RECORDS FOR THE TASK ->

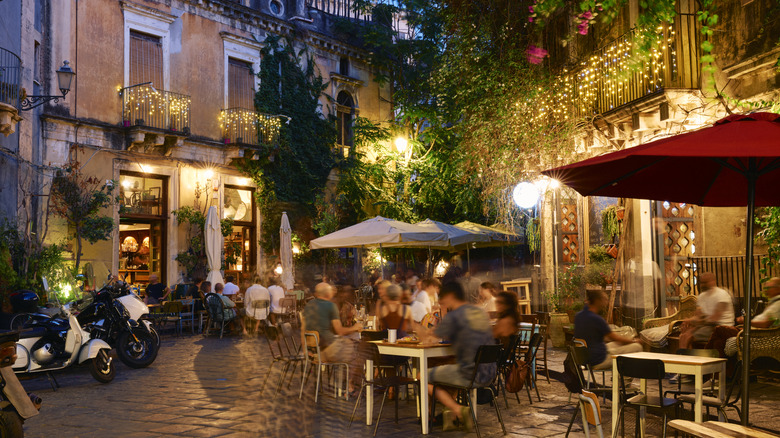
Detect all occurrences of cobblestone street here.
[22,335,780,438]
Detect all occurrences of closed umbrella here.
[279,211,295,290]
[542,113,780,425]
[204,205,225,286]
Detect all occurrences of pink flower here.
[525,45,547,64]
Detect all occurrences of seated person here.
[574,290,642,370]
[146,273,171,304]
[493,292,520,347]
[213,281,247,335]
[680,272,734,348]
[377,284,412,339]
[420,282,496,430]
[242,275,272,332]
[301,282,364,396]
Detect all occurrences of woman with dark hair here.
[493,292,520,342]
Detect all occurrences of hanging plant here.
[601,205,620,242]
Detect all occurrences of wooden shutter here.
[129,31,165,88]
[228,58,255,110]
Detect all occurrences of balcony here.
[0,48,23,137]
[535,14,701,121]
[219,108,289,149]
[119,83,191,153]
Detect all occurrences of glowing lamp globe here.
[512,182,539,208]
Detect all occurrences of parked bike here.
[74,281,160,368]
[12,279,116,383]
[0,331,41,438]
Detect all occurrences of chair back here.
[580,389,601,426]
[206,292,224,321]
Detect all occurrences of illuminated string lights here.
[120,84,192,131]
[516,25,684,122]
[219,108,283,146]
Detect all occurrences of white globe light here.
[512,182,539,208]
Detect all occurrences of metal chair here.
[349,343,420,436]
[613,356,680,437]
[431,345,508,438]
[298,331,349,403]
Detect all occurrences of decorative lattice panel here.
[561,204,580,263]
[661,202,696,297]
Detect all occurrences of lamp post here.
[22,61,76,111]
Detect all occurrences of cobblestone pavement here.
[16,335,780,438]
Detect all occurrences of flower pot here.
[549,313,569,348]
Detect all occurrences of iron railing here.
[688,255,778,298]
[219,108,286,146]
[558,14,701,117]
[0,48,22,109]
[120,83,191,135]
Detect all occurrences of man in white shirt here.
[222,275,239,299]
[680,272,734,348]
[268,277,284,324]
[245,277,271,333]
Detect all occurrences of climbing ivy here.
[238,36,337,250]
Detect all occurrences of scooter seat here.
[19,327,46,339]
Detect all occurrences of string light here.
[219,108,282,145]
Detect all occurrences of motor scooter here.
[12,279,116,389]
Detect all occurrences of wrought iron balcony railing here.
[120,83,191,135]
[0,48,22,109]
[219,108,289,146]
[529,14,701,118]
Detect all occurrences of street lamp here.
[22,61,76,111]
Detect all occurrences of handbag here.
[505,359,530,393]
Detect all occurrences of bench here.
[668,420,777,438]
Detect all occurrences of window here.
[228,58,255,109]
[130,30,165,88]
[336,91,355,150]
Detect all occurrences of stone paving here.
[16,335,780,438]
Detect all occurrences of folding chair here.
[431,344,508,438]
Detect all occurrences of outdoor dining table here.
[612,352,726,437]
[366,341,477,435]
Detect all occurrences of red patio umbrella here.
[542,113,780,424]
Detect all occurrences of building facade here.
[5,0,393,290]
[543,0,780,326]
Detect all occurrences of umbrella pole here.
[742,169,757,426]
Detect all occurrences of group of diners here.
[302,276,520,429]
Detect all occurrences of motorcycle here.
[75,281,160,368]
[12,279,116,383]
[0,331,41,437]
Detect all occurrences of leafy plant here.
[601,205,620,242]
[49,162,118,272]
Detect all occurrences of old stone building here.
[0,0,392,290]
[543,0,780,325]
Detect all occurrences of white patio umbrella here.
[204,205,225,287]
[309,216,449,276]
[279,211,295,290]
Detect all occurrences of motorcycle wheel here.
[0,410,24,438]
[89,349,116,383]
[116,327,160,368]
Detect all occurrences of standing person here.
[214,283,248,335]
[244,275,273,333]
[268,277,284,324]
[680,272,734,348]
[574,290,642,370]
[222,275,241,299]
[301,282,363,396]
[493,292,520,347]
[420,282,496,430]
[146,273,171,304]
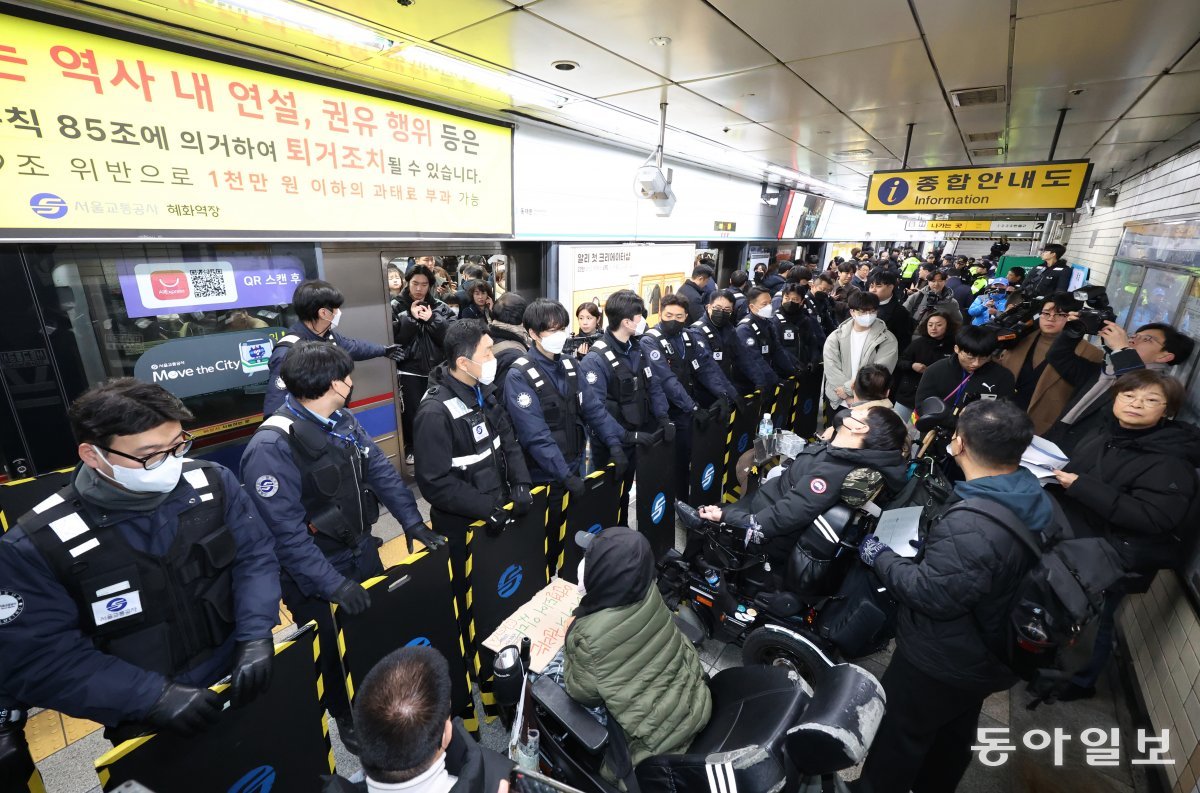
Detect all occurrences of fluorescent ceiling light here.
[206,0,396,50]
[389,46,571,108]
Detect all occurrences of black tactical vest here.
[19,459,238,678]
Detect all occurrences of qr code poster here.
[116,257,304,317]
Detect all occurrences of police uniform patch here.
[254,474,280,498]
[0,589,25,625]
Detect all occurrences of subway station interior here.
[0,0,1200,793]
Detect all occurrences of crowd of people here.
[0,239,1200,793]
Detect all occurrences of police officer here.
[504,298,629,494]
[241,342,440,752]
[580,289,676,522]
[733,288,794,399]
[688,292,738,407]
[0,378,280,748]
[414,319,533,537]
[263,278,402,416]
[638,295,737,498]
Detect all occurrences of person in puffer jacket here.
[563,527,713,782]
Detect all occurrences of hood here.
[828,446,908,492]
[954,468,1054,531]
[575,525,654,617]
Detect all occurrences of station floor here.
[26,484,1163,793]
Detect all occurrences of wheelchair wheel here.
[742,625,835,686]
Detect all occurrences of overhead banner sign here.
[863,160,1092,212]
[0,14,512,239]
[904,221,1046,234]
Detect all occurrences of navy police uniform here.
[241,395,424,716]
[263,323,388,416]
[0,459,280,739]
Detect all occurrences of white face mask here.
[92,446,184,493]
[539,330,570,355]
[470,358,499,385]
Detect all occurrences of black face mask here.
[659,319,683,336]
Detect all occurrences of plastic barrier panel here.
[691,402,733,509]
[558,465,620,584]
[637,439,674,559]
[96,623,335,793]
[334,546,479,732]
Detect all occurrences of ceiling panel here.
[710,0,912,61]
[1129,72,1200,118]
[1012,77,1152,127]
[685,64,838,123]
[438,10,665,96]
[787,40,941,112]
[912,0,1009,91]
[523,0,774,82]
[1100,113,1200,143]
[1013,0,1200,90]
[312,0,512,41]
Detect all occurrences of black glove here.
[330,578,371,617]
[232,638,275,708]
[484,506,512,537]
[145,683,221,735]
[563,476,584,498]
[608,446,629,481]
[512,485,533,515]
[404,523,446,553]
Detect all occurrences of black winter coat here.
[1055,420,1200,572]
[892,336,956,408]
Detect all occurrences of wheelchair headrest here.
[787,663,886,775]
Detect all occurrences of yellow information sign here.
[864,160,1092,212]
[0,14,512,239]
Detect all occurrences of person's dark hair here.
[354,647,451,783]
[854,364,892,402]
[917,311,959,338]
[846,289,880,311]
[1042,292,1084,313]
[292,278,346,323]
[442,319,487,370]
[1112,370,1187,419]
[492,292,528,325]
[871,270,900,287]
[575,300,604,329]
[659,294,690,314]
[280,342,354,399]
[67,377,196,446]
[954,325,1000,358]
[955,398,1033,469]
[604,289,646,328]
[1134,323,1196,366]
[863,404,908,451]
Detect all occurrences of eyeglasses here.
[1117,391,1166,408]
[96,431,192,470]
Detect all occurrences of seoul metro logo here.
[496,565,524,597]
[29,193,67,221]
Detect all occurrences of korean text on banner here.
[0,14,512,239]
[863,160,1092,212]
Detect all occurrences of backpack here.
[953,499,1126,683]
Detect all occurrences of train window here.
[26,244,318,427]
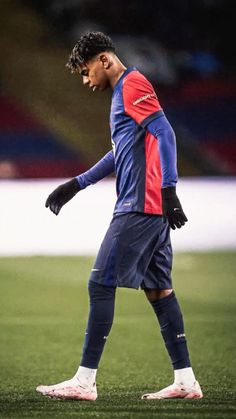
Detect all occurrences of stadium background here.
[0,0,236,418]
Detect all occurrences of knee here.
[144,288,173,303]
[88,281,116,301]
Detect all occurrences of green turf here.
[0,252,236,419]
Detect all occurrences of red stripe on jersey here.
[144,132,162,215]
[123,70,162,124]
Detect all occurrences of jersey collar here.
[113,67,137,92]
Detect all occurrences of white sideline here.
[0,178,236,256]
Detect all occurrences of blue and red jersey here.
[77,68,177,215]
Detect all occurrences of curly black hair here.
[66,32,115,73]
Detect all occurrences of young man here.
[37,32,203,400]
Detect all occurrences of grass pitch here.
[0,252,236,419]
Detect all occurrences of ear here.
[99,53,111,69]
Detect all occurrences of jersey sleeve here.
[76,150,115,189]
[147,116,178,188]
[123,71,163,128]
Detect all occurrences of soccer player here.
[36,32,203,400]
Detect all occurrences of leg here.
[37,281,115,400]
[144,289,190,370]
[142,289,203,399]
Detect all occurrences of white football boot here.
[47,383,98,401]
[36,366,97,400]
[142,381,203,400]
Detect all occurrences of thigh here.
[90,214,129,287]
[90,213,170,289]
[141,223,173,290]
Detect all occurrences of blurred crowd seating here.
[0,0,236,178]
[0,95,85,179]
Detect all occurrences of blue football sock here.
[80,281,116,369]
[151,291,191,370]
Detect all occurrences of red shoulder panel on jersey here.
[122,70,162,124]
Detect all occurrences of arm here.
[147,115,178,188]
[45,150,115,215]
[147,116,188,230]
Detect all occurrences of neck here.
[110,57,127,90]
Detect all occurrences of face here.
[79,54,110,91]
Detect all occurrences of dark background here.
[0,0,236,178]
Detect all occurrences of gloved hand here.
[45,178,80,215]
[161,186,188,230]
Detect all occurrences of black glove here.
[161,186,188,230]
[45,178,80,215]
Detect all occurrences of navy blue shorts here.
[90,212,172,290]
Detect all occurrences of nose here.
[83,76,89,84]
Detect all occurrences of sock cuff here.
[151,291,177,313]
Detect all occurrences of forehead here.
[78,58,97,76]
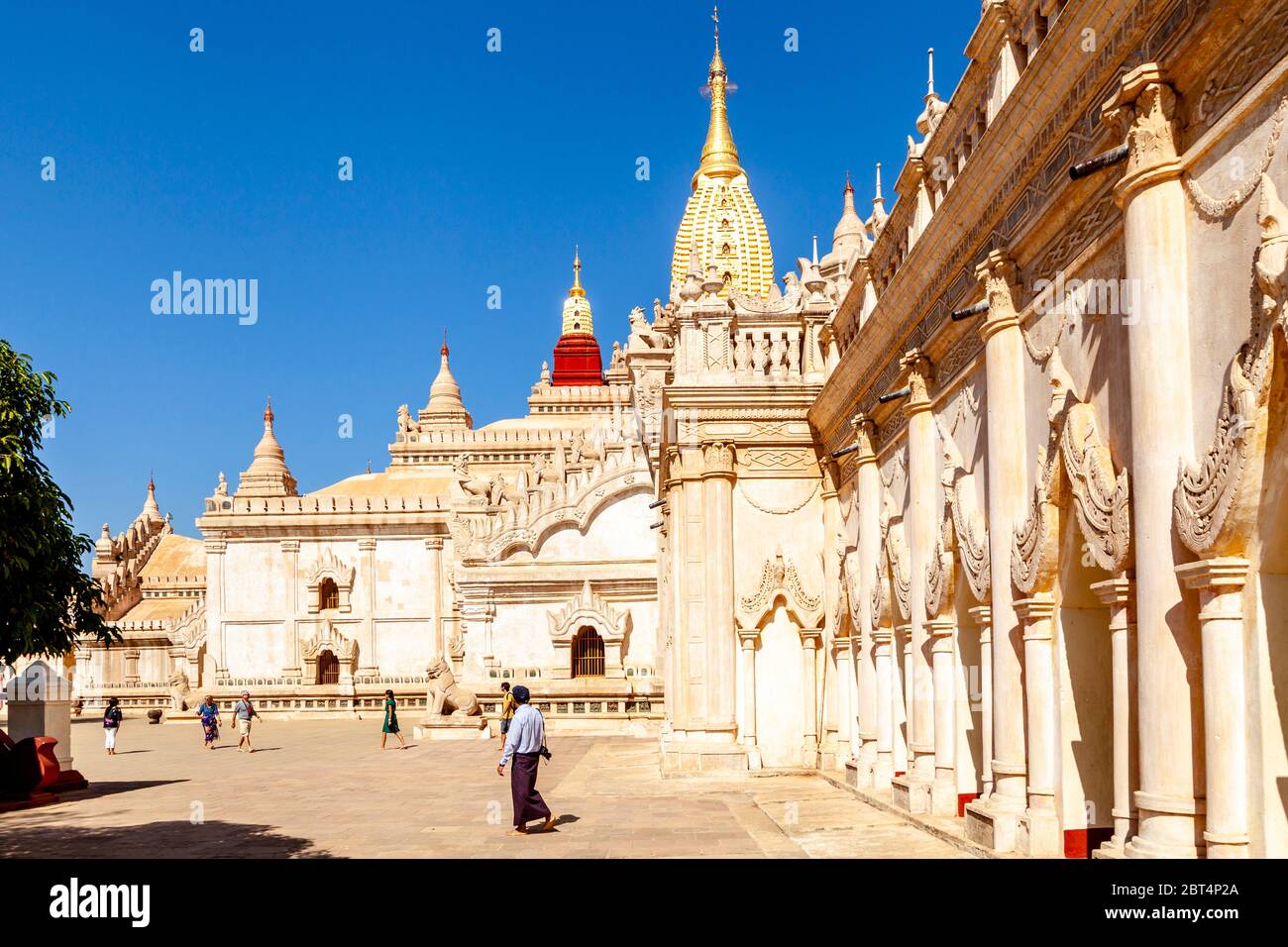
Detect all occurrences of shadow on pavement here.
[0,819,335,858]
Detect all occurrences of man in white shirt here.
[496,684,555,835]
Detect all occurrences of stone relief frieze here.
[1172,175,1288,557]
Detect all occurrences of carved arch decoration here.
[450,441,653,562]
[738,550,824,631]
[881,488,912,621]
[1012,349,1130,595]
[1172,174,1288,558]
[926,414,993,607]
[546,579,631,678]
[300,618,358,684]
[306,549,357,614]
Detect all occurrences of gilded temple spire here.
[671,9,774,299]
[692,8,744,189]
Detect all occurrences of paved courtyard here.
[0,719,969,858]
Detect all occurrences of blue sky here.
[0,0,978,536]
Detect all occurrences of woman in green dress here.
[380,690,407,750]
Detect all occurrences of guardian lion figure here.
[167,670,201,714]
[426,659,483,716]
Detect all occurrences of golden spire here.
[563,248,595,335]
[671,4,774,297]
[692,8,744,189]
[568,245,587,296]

YOUR GOAL -> Copy the material from its start up to and including the line with "[525,45,547,64]", swapping "umbrella" for "parasol" and changing nothing else. Leave the pictures out.

RESPONSE TO THIS TASK ->
Detect all occurrences of cobblestone street here.
[22,335,780,438]
Detect all occurrences of closed parasol here.
[279,211,295,290]
[542,113,780,425]
[204,205,225,286]
Detect all occurrences of pink flower here.
[525,45,547,64]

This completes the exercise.